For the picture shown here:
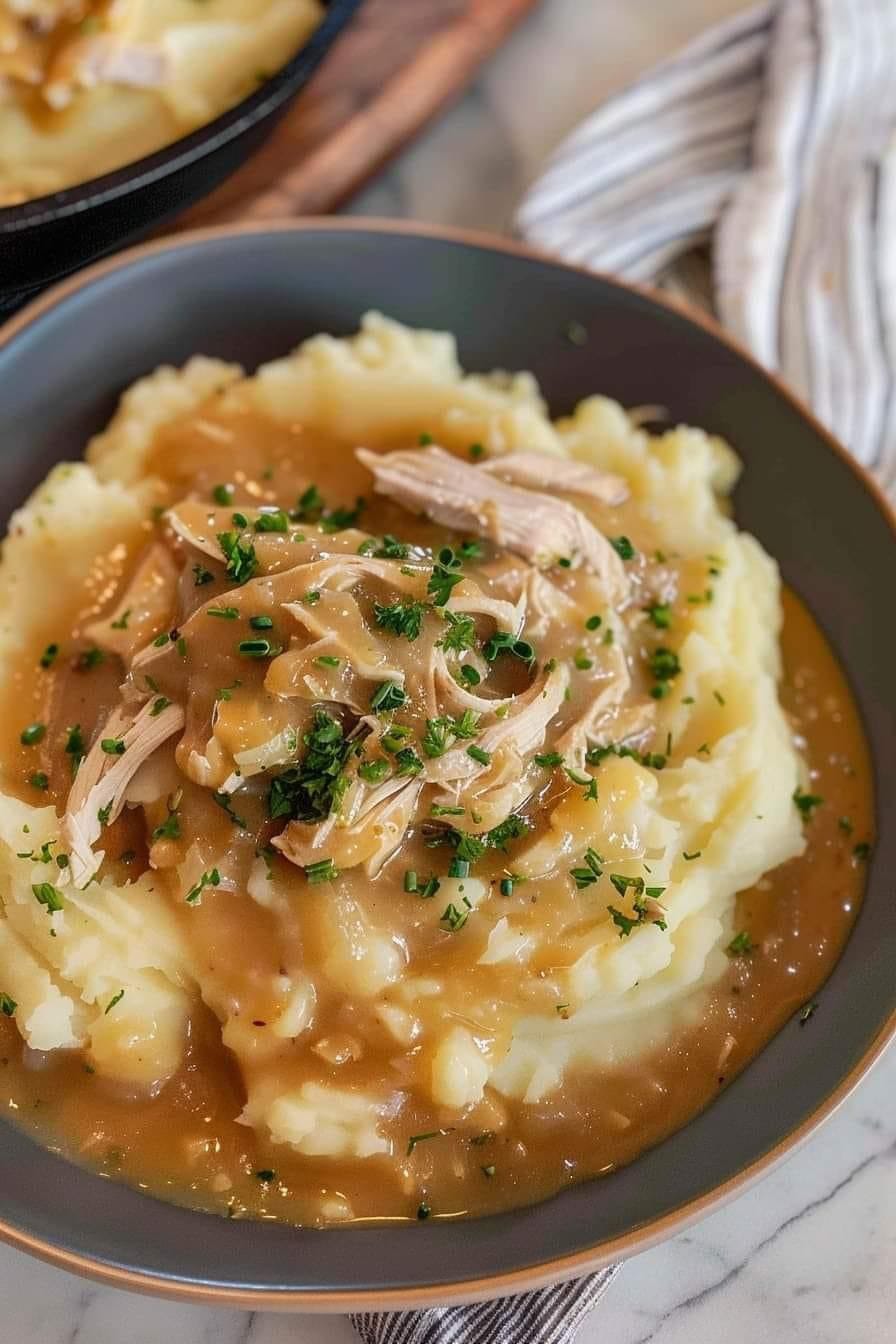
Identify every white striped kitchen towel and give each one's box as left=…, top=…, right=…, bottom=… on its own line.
left=352, top=0, right=896, bottom=1344
left=519, top=0, right=896, bottom=491
left=352, top=1266, right=618, bottom=1344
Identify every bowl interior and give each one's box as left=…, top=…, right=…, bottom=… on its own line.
left=0, top=222, right=896, bottom=1306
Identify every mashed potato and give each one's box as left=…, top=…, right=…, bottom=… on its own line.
left=0, top=0, right=322, bottom=207
left=0, top=314, right=805, bottom=1198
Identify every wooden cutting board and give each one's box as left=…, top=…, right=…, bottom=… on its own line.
left=175, top=0, right=537, bottom=230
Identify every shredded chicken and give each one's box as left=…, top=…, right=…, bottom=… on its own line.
left=356, top=448, right=629, bottom=605
left=477, top=453, right=629, bottom=507
left=62, top=703, right=184, bottom=887
left=42, top=32, right=168, bottom=112
left=85, top=543, right=179, bottom=663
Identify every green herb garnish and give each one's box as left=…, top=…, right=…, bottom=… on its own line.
left=184, top=868, right=220, bottom=906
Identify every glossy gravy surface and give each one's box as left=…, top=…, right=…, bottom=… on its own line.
left=0, top=413, right=873, bottom=1223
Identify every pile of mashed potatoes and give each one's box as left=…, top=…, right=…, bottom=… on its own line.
left=0, top=0, right=322, bottom=207
left=0, top=317, right=806, bottom=1188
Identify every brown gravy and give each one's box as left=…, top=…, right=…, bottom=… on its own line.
left=0, top=403, right=873, bottom=1223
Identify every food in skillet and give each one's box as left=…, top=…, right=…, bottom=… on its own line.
left=0, top=314, right=870, bottom=1223
left=0, top=0, right=322, bottom=207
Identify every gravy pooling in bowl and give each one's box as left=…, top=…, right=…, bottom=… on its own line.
left=0, top=317, right=872, bottom=1223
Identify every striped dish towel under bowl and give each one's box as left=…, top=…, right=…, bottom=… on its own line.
left=352, top=0, right=896, bottom=1344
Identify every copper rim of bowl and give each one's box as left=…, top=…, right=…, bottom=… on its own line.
left=0, top=216, right=896, bottom=1312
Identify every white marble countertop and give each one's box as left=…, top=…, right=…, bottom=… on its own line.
left=0, top=0, right=896, bottom=1344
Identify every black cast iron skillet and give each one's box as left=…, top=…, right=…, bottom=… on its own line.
left=0, top=0, right=361, bottom=309
left=0, top=220, right=896, bottom=1310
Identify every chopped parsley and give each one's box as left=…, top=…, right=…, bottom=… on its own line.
left=371, top=681, right=407, bottom=714
left=485, top=812, right=529, bottom=852
left=426, top=548, right=463, bottom=606
left=152, top=808, right=180, bottom=840
left=236, top=640, right=283, bottom=659
left=482, top=630, right=535, bottom=665
left=439, top=896, right=473, bottom=933
left=439, top=612, right=476, bottom=653
left=570, top=848, right=603, bottom=891
left=305, top=859, right=339, bottom=887
left=373, top=601, right=427, bottom=641
left=647, top=644, right=681, bottom=681
left=794, top=785, right=825, bottom=821
left=31, top=882, right=64, bottom=915
left=267, top=708, right=353, bottom=821
left=218, top=532, right=258, bottom=583
left=184, top=868, right=220, bottom=906
left=610, top=536, right=638, bottom=560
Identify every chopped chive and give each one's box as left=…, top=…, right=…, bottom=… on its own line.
left=305, top=859, right=339, bottom=887
left=610, top=536, right=638, bottom=560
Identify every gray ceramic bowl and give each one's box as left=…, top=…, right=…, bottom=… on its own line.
left=0, top=220, right=896, bottom=1310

----------------

**WHAT TO DO:** Convert every line of the entries above into a Markdown table with the columns "Row" and "Line", one line per row. Leave out blank lines and the pictures.

**EXERCISE SOLUTION:**
| Row | Line |
|---|---|
| 1 | For the picture shown here: |
| 2 | Identify every white striped kitchen towel and give each one's box as left=…, top=…, right=…, bottom=… on its own line. |
| 3 | left=352, top=0, right=896, bottom=1344 |
| 4 | left=519, top=0, right=896, bottom=491 |
| 5 | left=352, top=1266, right=618, bottom=1344 |
| 6 | Identify every bowl interior and give each one's box as left=…, top=…, right=…, bottom=… on its own line. |
| 7 | left=0, top=222, right=896, bottom=1306 |
| 8 | Identify every mashed potato and give each one's box as left=…, top=…, right=…, bottom=… on its own line. |
| 9 | left=0, top=0, right=322, bottom=207 |
| 10 | left=0, top=314, right=805, bottom=1198 |
| 11 | Identify every wooden cutting board and give each one's box as left=…, top=…, right=…, bottom=… on its own line. |
| 12 | left=175, top=0, right=537, bottom=230 |
| 13 | Identify every shredded chicken and give each one's box as left=…, top=…, right=…, bottom=… on its own line. |
| 14 | left=356, top=448, right=629, bottom=605 |
| 15 | left=477, top=453, right=629, bottom=507 |
| 16 | left=62, top=703, right=184, bottom=887 |
| 17 | left=42, top=32, right=168, bottom=112 |
| 18 | left=85, top=543, right=179, bottom=663 |
| 19 | Identify every green herb garnish and give each one's box as left=…, top=…, right=…, bottom=… on its own line. |
| 20 | left=184, top=868, right=220, bottom=906 |
| 21 | Identify every glossy gravy surface and give each one's box as left=…, top=…, right=…, bottom=… on its own line. |
| 22 | left=0, top=413, right=873, bottom=1223 |
| 23 | Identify every pile of mashed potatoes and give each one's box as left=…, top=…, right=…, bottom=… on its own line. |
| 24 | left=0, top=0, right=322, bottom=207 |
| 25 | left=0, top=317, right=806, bottom=1188 |
| 26 | Identify every brown gravy and give each one's box as left=…, top=…, right=…, bottom=… on its own line. |
| 27 | left=0, top=403, right=873, bottom=1223 |
| 28 | Identify every food in skillet and give each one's box as left=…, top=…, right=…, bottom=… on its own line. |
| 29 | left=0, top=314, right=870, bottom=1223 |
| 30 | left=0, top=0, right=322, bottom=207 |
| 31 | Identify every gravy pooling in bowl and give each one's box as left=…, top=…, right=…, bottom=… on its own line. |
| 32 | left=0, top=317, right=872, bottom=1223 |
| 33 | Identify every striped dish towel under bowl and give each one's box as left=…, top=…, right=…, bottom=… on its own line. |
| 34 | left=352, top=0, right=896, bottom=1344 |
| 35 | Identify every copper rim of bowl and give each one's box as left=…, top=…, right=…, bottom=… on its own line. |
| 36 | left=0, top=216, right=896, bottom=1312 |
| 37 | Identify every white marble countertop and give each one's box as left=…, top=…, right=…, bottom=… on its own line. |
| 38 | left=0, top=0, right=896, bottom=1344 |
| 39 | Identify every black cast iron skillet and give each one's box as left=…, top=…, right=…, bottom=… on its own line. |
| 40 | left=0, top=0, right=361, bottom=309 |
| 41 | left=0, top=220, right=896, bottom=1310 |
| 42 | Identify every chopped parsley and give each one's box as left=…, top=…, right=…, bottom=… on its own line. |
| 43 | left=371, top=681, right=407, bottom=714 |
| 44 | left=485, top=812, right=529, bottom=852 |
| 45 | left=426, top=548, right=463, bottom=606 |
| 46 | left=152, top=808, right=180, bottom=840 |
| 47 | left=236, top=640, right=283, bottom=659 |
| 48 | left=482, top=630, right=535, bottom=665 |
| 49 | left=439, top=896, right=473, bottom=933 |
| 50 | left=439, top=612, right=476, bottom=653 |
| 51 | left=570, top=848, right=603, bottom=891 |
| 52 | left=305, top=859, right=339, bottom=887 |
| 53 | left=373, top=601, right=427, bottom=641 |
| 54 | left=647, top=644, right=681, bottom=681 |
| 55 | left=794, top=785, right=825, bottom=821 |
| 56 | left=31, top=882, right=64, bottom=915 |
| 57 | left=267, top=708, right=353, bottom=821 |
| 58 | left=218, top=532, right=258, bottom=583 |
| 59 | left=184, top=868, right=220, bottom=906 |
| 60 | left=610, top=536, right=638, bottom=560 |
| 61 | Identify every chopped chive and give each one's box as left=…, top=…, right=…, bottom=… on its own line. |
| 62 | left=305, top=859, right=339, bottom=887 |
| 63 | left=610, top=536, right=638, bottom=560 |
| 64 | Identify every gray ceramic bowl and give each one's box as left=…, top=…, right=…, bottom=… on its own line. |
| 65 | left=0, top=220, right=896, bottom=1310 |